RECORD EXTRACTS →
· · ·
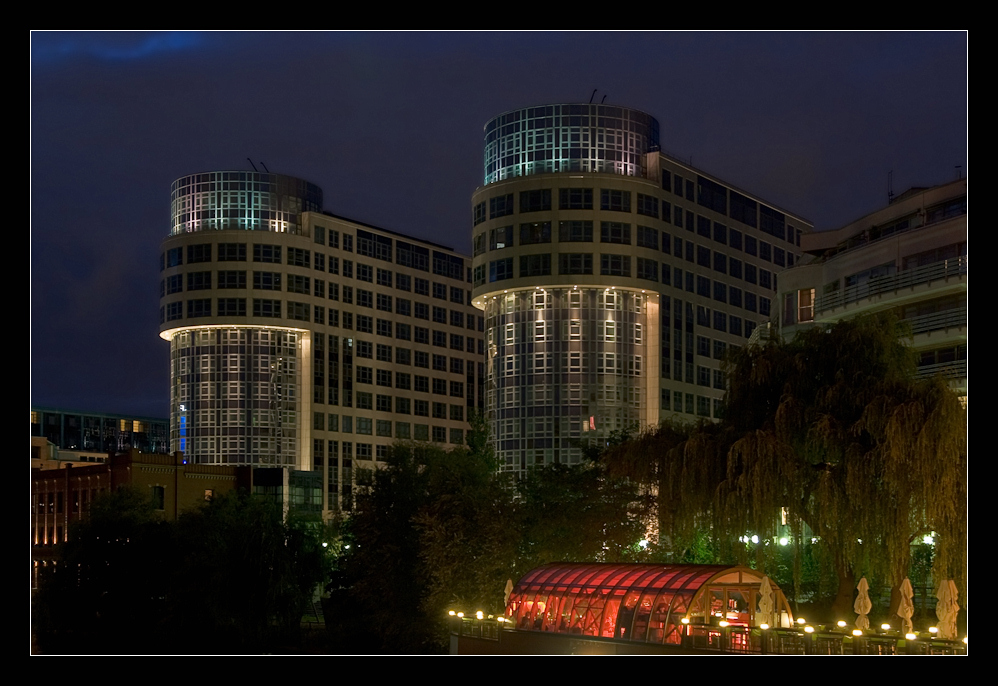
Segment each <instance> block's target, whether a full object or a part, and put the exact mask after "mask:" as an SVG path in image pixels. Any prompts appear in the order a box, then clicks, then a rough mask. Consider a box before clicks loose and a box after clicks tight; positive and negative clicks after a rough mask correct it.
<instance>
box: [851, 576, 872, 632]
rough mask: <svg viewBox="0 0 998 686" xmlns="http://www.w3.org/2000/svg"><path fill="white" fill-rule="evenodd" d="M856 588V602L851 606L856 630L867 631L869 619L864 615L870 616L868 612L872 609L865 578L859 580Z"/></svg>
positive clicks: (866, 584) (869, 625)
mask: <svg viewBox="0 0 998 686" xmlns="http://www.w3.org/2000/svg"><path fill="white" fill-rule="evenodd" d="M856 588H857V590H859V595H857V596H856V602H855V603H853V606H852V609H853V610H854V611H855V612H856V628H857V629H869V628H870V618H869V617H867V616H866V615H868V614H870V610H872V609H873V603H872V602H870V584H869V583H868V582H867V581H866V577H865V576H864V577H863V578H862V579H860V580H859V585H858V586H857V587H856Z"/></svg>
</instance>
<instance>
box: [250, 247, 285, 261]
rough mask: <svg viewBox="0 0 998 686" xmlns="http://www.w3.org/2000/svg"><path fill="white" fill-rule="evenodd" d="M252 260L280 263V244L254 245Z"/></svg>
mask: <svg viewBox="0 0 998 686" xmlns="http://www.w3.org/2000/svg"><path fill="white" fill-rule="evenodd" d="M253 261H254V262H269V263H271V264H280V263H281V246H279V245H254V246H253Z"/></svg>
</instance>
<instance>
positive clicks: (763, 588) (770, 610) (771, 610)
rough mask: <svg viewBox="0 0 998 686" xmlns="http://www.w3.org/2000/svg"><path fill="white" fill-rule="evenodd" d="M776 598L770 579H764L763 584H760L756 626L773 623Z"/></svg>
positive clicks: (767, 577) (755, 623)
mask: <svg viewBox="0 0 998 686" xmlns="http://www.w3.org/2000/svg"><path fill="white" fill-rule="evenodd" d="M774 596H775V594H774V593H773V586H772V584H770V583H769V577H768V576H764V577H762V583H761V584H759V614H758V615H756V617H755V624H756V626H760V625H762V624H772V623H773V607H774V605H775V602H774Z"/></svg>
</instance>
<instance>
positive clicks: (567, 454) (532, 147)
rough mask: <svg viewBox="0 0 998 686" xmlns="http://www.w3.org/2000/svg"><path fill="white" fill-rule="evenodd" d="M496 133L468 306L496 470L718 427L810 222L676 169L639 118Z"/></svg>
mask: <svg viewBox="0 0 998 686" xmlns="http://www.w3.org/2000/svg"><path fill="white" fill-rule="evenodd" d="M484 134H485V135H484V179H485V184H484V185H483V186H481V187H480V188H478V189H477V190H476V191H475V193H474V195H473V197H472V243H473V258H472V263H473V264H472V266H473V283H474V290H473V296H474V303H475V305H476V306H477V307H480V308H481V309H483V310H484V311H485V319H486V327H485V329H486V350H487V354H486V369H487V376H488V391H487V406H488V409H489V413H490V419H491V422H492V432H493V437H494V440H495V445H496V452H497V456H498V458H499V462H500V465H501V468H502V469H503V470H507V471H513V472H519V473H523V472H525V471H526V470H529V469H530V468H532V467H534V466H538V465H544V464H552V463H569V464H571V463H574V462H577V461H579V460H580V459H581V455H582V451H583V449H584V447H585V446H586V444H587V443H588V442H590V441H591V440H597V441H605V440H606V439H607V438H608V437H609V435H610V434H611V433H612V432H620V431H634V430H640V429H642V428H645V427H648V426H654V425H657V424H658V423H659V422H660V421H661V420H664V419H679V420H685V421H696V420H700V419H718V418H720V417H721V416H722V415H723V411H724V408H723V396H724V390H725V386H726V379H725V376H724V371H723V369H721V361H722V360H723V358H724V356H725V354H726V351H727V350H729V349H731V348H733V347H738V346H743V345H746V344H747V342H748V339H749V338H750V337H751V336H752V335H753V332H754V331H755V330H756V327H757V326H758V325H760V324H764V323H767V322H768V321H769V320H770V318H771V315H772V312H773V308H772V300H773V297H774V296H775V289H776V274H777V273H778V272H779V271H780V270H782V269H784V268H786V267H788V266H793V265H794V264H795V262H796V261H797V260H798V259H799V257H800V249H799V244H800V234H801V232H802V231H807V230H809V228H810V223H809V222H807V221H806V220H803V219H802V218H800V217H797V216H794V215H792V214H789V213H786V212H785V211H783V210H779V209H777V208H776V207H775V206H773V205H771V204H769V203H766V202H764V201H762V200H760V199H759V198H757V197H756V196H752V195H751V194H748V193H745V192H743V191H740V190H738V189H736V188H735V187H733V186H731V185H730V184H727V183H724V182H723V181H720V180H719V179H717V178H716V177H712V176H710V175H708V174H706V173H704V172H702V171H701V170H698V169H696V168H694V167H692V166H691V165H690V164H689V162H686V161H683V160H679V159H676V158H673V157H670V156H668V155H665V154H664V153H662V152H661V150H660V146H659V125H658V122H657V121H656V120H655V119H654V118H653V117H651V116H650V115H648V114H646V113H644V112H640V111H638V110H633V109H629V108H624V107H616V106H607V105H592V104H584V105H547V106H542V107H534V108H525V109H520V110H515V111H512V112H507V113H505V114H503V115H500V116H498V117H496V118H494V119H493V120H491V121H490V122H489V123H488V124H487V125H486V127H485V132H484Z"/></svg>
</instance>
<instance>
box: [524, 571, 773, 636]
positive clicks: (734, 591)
· · ·
TASK DIRECTIONS → Without the pictures, copy out each entry exactly as it stands.

TASK RESULT →
Segment each <instance> block's target, whether a full object or a part, and put the exact mask after "mask:" as an SVG path in image pixels. Any prompts appear in the order a box, then clicks, then a rough mask. Consider a box before clicks loose and a box after clicks tight; positive and negative clicks after a rough mask correct it.
<instance>
box: [851, 576, 872, 632]
rough mask: <svg viewBox="0 0 998 686" xmlns="http://www.w3.org/2000/svg"><path fill="white" fill-rule="evenodd" d="M856 588V602L851 606L856 630L867 631L869 619L864 615L870 616L868 612L872 609L865 578L859 580Z"/></svg>
positive clicks: (866, 584) (869, 625)
mask: <svg viewBox="0 0 998 686" xmlns="http://www.w3.org/2000/svg"><path fill="white" fill-rule="evenodd" d="M856 588H857V590H859V595H857V596H856V602H855V603H853V606H852V609H853V610H854V611H855V612H856V628H857V629H869V628H870V618H869V617H867V616H866V615H868V614H870V610H872V609H873V603H872V602H870V584H869V583H868V582H867V581H866V577H865V576H864V577H863V578H862V579H860V580H859V585H858V586H857V587H856Z"/></svg>
</instance>
<instance>
box: [250, 247, 285, 261]
rough mask: <svg viewBox="0 0 998 686" xmlns="http://www.w3.org/2000/svg"><path fill="white" fill-rule="evenodd" d="M252 260L280 263V244L254 245Z"/></svg>
mask: <svg viewBox="0 0 998 686" xmlns="http://www.w3.org/2000/svg"><path fill="white" fill-rule="evenodd" d="M253 261H254V262H269V263H271V264H280V263H281V246H279V245H254V246H253Z"/></svg>
</instance>
<instance>
positive clicks: (763, 588) (770, 610) (771, 610)
rough mask: <svg viewBox="0 0 998 686" xmlns="http://www.w3.org/2000/svg"><path fill="white" fill-rule="evenodd" d="M776 598L770 579H764L763 584H760L756 626L773 623Z"/></svg>
positive clicks: (767, 577) (755, 623)
mask: <svg viewBox="0 0 998 686" xmlns="http://www.w3.org/2000/svg"><path fill="white" fill-rule="evenodd" d="M774 596H775V594H774V593H773V586H772V584H770V583H769V577H768V576H764V577H762V583H761V584H759V614H758V615H756V617H755V624H756V626H760V625H762V624H772V623H773V607H774V605H775V602H774Z"/></svg>
</instance>
<instance>
positive clicks: (567, 454) (532, 147)
rough mask: <svg viewBox="0 0 998 686" xmlns="http://www.w3.org/2000/svg"><path fill="white" fill-rule="evenodd" d="M496 133L468 306L496 470L718 427L810 222L676 169L639 118Z"/></svg>
mask: <svg viewBox="0 0 998 686" xmlns="http://www.w3.org/2000/svg"><path fill="white" fill-rule="evenodd" d="M484 134H485V135H484V179H485V184H484V185H483V186H481V187H480V188H478V189H477V190H476V191H475V193H474V195H473V197H472V243H473V258H472V263H473V264H472V266H473V283H474V290H473V296H474V303H475V305H476V306H477V307H480V308H481V309H483V310H484V311H485V319H486V327H485V329H486V350H487V354H486V369H487V376H488V391H487V406H488V409H489V413H490V419H491V422H492V432H493V437H494V440H495V445H496V452H497V456H498V458H499V462H500V465H501V468H502V469H503V470H507V471H513V472H519V473H523V472H525V471H526V470H529V469H530V468H532V467H534V466H538V465H544V464H552V463H569V464H571V463H574V462H577V461H579V460H580V459H581V455H582V451H583V449H584V447H585V446H586V444H587V443H588V442H590V441H591V440H597V441H605V440H606V439H607V438H608V437H609V435H610V434H611V433H612V432H620V431H634V430H640V429H642V428H645V427H648V426H654V425H657V424H658V423H659V422H660V421H661V420H664V419H679V420H685V421H696V420H700V419H718V418H720V417H721V416H722V415H723V411H724V408H723V396H724V390H725V386H726V379H725V376H724V371H723V369H721V361H722V360H723V358H724V356H725V354H726V351H727V350H729V349H731V348H733V347H738V346H743V345H746V344H747V342H748V339H749V338H750V337H751V336H752V335H753V332H754V331H755V330H756V327H757V326H758V325H760V324H764V323H767V322H768V321H769V320H770V318H771V315H772V312H773V308H772V300H773V297H774V296H775V289H776V274H777V273H778V272H779V271H780V270H782V269H784V268H786V267H788V266H793V265H794V264H795V262H796V261H797V260H798V259H799V257H800V249H799V244H800V234H801V232H802V231H807V230H809V228H810V223H809V222H807V221H806V220H803V219H802V218H800V217H797V216H794V215H792V214H789V213H786V212H785V211H783V210H779V209H777V208H776V207H775V206H773V205H771V204H769V203H766V202H764V201H762V200H760V199H759V198H757V197H756V196H752V195H751V194H748V193H745V192H743V191H740V190H738V189H736V188H735V187H733V186H731V185H730V184H727V183H724V182H723V181H720V180H719V179H717V178H716V177H712V176H710V175H708V174H706V173H704V172H702V171H701V170H698V169H696V168H694V167H692V166H691V165H690V164H689V162H686V161H683V160H679V159H676V158H673V157H670V156H668V155H665V154H664V153H662V152H661V150H660V146H659V125H658V122H657V121H656V120H655V119H654V118H653V117H651V116H650V115H648V114H646V113H644V112H640V111H638V110H633V109H629V108H624V107H616V106H607V105H592V104H584V105H547V106H542V107H534V108H525V109H520V110H515V111H512V112H507V113H505V114H503V115H500V116H498V117H496V118H494V119H493V120H491V121H490V122H489V123H488V124H487V125H486V127H485V132H484Z"/></svg>
</instance>
<instance>
box: [524, 571, 773, 636]
positive clicks: (734, 591)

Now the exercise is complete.